▸ **EXERCISE PROMPT**: All the entries need to be quoted exactly, apart from the pictures, which you should drop.

Object location annotation data:
────────────────

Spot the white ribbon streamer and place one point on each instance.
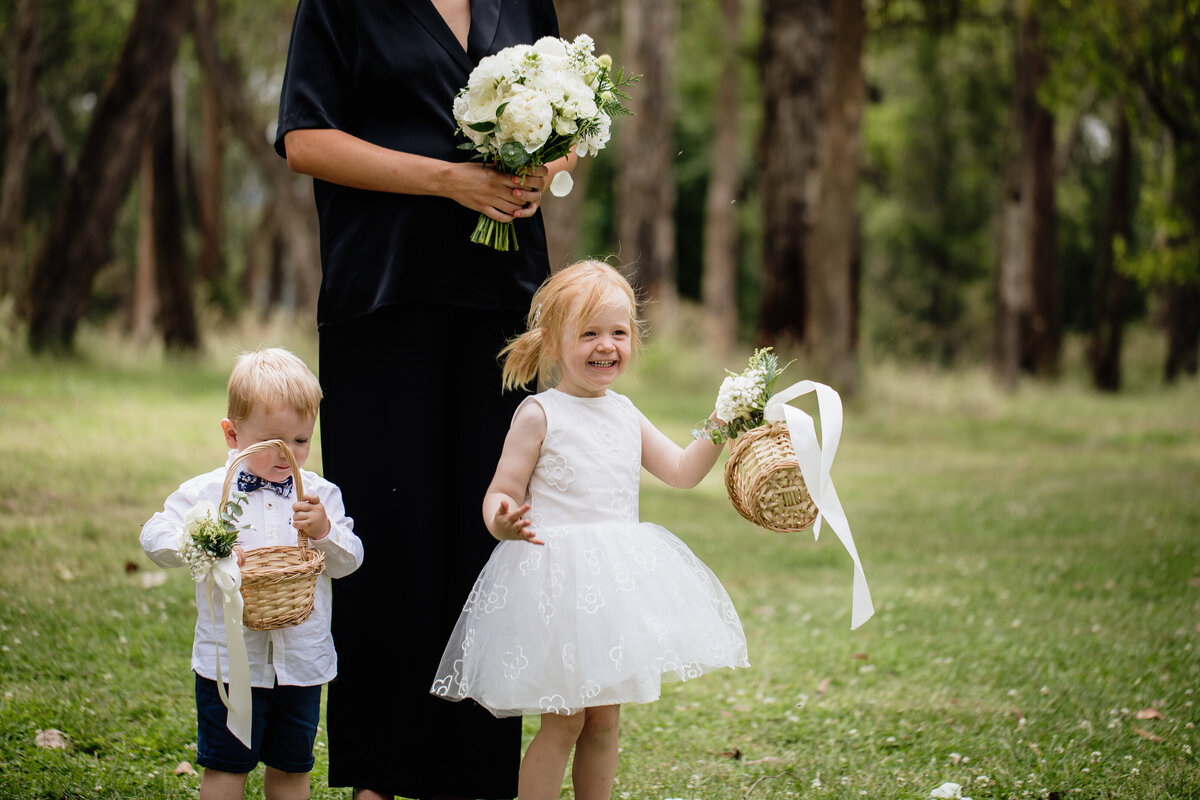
(815, 464)
(227, 576)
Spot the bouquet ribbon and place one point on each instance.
(815, 463)
(226, 575)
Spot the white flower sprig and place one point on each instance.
(531, 104)
(742, 398)
(209, 535)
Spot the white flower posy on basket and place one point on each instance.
(210, 535)
(778, 471)
(531, 104)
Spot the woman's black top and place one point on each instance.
(388, 71)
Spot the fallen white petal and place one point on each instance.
(562, 185)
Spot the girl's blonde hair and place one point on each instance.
(575, 293)
(271, 379)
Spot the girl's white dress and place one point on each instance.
(610, 607)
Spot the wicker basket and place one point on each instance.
(277, 583)
(763, 480)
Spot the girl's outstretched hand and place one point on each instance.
(513, 524)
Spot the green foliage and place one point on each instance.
(1143, 54)
(934, 151)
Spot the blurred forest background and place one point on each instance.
(942, 181)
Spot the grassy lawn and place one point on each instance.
(1033, 560)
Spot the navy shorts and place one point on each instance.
(282, 733)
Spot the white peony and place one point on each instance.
(526, 119)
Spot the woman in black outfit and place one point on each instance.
(411, 317)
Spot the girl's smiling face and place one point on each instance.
(594, 356)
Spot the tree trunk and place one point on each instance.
(1110, 287)
(210, 190)
(1182, 316)
(1182, 300)
(809, 162)
(1027, 335)
(78, 241)
(645, 174)
(720, 280)
(831, 328)
(19, 132)
(144, 306)
(1043, 341)
(177, 313)
(291, 193)
(792, 55)
(564, 214)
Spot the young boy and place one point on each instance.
(273, 395)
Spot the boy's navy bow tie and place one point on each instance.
(250, 482)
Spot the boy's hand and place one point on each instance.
(309, 515)
(513, 524)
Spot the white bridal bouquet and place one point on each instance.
(531, 104)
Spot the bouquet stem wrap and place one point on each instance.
(815, 462)
(227, 577)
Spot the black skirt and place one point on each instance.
(412, 425)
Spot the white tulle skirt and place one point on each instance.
(601, 614)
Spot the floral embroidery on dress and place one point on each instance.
(553, 704)
(514, 662)
(557, 471)
(624, 578)
(618, 653)
(532, 563)
(645, 559)
(624, 503)
(545, 607)
(595, 559)
(496, 599)
(606, 437)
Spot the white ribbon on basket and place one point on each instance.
(226, 575)
(815, 463)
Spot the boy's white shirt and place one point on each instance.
(301, 655)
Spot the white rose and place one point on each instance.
(551, 46)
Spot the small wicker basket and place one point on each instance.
(277, 583)
(763, 480)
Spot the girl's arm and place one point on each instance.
(503, 512)
(339, 157)
(679, 467)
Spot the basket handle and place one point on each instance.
(279, 444)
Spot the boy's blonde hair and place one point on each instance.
(575, 293)
(271, 379)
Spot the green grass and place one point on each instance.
(1033, 560)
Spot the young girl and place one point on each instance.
(582, 607)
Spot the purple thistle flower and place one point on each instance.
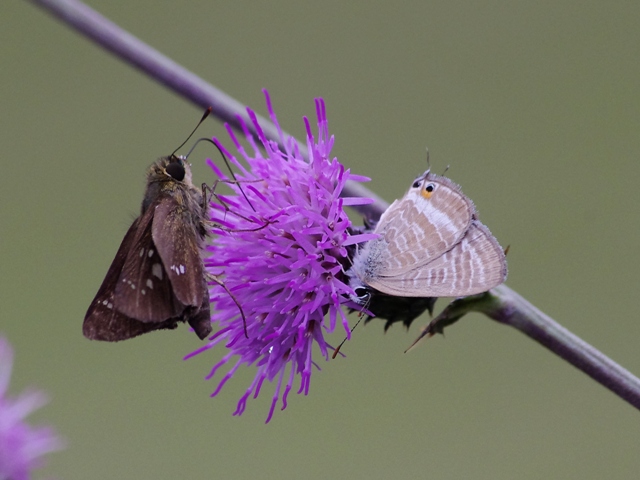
(21, 446)
(281, 252)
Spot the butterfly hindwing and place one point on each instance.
(474, 265)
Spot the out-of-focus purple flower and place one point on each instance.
(282, 253)
(21, 446)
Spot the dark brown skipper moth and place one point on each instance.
(157, 278)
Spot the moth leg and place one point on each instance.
(216, 280)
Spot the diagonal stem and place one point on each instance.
(501, 304)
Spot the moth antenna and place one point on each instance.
(226, 162)
(206, 114)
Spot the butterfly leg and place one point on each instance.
(217, 281)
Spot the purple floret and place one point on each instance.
(282, 254)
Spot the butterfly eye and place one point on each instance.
(175, 169)
(363, 294)
(428, 189)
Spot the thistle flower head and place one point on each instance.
(281, 252)
(21, 446)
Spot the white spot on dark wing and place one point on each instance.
(156, 270)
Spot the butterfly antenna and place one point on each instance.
(206, 114)
(226, 162)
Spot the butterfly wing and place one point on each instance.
(144, 289)
(474, 265)
(415, 230)
(102, 321)
(176, 239)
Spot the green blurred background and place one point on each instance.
(536, 107)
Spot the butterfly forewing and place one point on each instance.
(103, 321)
(175, 237)
(144, 291)
(415, 230)
(474, 265)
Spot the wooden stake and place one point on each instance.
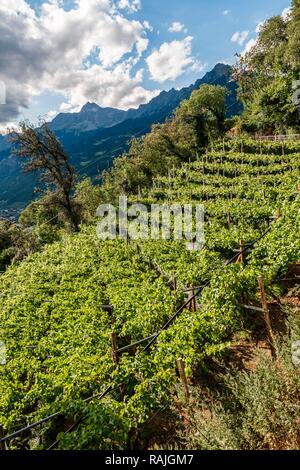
(192, 305)
(183, 379)
(114, 354)
(3, 445)
(267, 320)
(241, 258)
(175, 282)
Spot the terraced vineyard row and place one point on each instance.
(58, 307)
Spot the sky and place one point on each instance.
(57, 55)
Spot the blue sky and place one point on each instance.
(117, 53)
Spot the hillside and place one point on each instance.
(59, 306)
(93, 137)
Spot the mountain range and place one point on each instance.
(95, 135)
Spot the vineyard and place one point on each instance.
(59, 307)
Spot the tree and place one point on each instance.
(205, 113)
(266, 74)
(43, 153)
(197, 120)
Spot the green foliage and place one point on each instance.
(196, 122)
(56, 327)
(266, 74)
(254, 409)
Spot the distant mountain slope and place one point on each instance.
(89, 118)
(96, 135)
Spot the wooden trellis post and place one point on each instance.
(192, 304)
(241, 258)
(175, 282)
(3, 445)
(114, 354)
(266, 313)
(183, 379)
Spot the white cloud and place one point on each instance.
(240, 37)
(52, 51)
(177, 27)
(131, 5)
(250, 44)
(286, 13)
(259, 26)
(172, 59)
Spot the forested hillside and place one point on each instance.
(145, 344)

────────────────

▸ **COMPLETE ANSWER**:
Spot the white ribbon streamer and place one point on each instance.
(815, 464)
(227, 576)
Spot the bouquet ribbon and place one point on each instance.
(815, 463)
(226, 575)
Spot the white flower sprig and place one point on each instance.
(531, 104)
(742, 398)
(209, 535)
Spot the white flower posy on basket and place one point on each instance.
(210, 535)
(778, 471)
(531, 104)
Spot the woman's black top and place one point on each instance.
(388, 71)
Spot the fallen white petal and place one point on each instance.
(562, 185)
Spot the girl's blonde hair and place one point on each instance.
(575, 293)
(271, 379)
Spot the girl's white dress and place one point on each instance.
(610, 607)
Spot the wicker basket and place one point on each instance.
(277, 583)
(763, 480)
Spot the girl's outstretched hand and place one point on each instance.
(513, 524)
Spot the green foliage and place one point on each instance.
(1143, 54)
(934, 151)
Spot the blurred forest background and place one point on each instance.
(942, 181)
Spot the grassy lawn and place one point on each instance.
(1033, 560)
Spot the navy shorts and place one point on each instance.
(282, 733)
Spot the white peony and place one point on each instance.
(526, 119)
Spot the woman in black outfit and place one point on each instance.
(411, 317)
Spot the girl's smiling face and place one point on each instance.
(594, 356)
Spot the tree trunk and place one point on each instance.
(1110, 287)
(210, 190)
(1182, 316)
(1182, 300)
(809, 162)
(1027, 335)
(78, 241)
(645, 174)
(720, 280)
(831, 328)
(19, 132)
(144, 306)
(1043, 341)
(177, 313)
(291, 193)
(792, 55)
(564, 214)
Spot the young boy and place one point on each instance.
(273, 395)
Spot the boy's navy bow tie and place one point on each instance.
(250, 482)
Spot the boy's hand and place one point on each instance.
(309, 515)
(513, 524)
Spot the white bridal bouquet and place one point on each instance.
(531, 104)
Spot the bouquet stem wrap and place one point on each instance.
(815, 462)
(227, 577)
Spot the black skirt and place one point on each instance.
(412, 425)
Spot the white tulle skirt and place one point on each instance.
(601, 614)
Spot the floral embroidery on dress and place one point on each instance.
(553, 704)
(514, 662)
(557, 471)
(624, 578)
(618, 653)
(532, 563)
(645, 559)
(624, 503)
(545, 607)
(595, 559)
(496, 599)
(606, 437)
Spot the white ribbon on basket and place one point on each instance.
(226, 575)
(815, 463)
Spot the boy's white shirt and place one point on each instance.
(301, 655)
Spot the white rose and place one point on each instance.
(551, 46)
Spot the small wicker basket and place one point on each instance.
(277, 583)
(763, 480)
Spot the girl's arm and place one point on each instance.
(503, 512)
(339, 157)
(679, 467)
Spot the basket handle and place one point on each instance.
(279, 444)
Spot the boy's blonde hair and place one point on each instance.
(575, 293)
(271, 379)
Spot the green grass and place one point on each instance.
(1033, 560)
Spot the young girl and place one point on each instance.
(582, 607)
Spot the purple thistle flower and place one point on each instance.
(21, 446)
(281, 252)
Spot the butterfly hindwing and place one point on each instance.
(474, 265)
Spot the out-of-focus purple flower and place one point on each instance.
(282, 253)
(21, 446)
Spot the dark brown skipper moth and place one point on each instance.
(157, 278)
Spot the moth leg and place one point on each instance.
(216, 280)
Spot the diagonal stem and place one point on each instance.
(501, 304)
Spot the moth antenna and place one point on each instance.
(226, 162)
(206, 114)
Spot the butterfly leg and place one point on each instance.
(217, 281)
Spot the purple floret and place one point on each instance.
(282, 254)
Spot the butterfly eye and place one point on each instance.
(175, 169)
(363, 294)
(428, 189)
Spot the thistle flower head and place one point on each instance.
(281, 252)
(21, 446)
Spot the white spot on dark wing and place one point on each instance.
(156, 270)
Spot the butterfly antenna and place one point on each instance.
(206, 114)
(226, 162)
Spot the butterfly wing and place one point on each instance.
(144, 289)
(474, 265)
(415, 230)
(102, 321)
(176, 239)
Spot the green blurred background and place one point on each instance.
(536, 107)
Spot the butterfly forewing and place one point on each instance.
(103, 321)
(175, 237)
(144, 291)
(415, 230)
(474, 265)
Spot the wooden stake and place one point on each instance.
(192, 305)
(183, 379)
(114, 354)
(3, 445)
(267, 320)
(241, 258)
(175, 282)
Spot the terraced vineyard row and place one point on each instance.
(58, 307)
Spot the sky and place one point on each instance.
(57, 55)
Spot the blue sky and place one point on each instance.
(117, 53)
Spot the hillside and place one point on each instance.
(59, 306)
(93, 137)
Spot the mountain range and place one point on each instance.
(95, 135)
Spot the vineyard and place one point on each instance.
(59, 307)
Spot the tree and place one point on each instance.
(205, 113)
(266, 74)
(43, 153)
(197, 120)
Spot the green foliage and place one point on each instance.
(196, 122)
(56, 327)
(266, 74)
(254, 409)
Spot the distant mountain slope and place one point on each instance.
(89, 118)
(96, 135)
Spot the wooden trellis post and place one point on each instance.
(192, 304)
(241, 258)
(175, 282)
(3, 445)
(114, 354)
(266, 313)
(183, 379)
Spot the white cloud and place one point on each instance.
(240, 37)
(52, 51)
(177, 27)
(131, 5)
(250, 44)
(286, 13)
(259, 26)
(172, 59)
Spot the forested hillside and place one point on each instance.
(145, 344)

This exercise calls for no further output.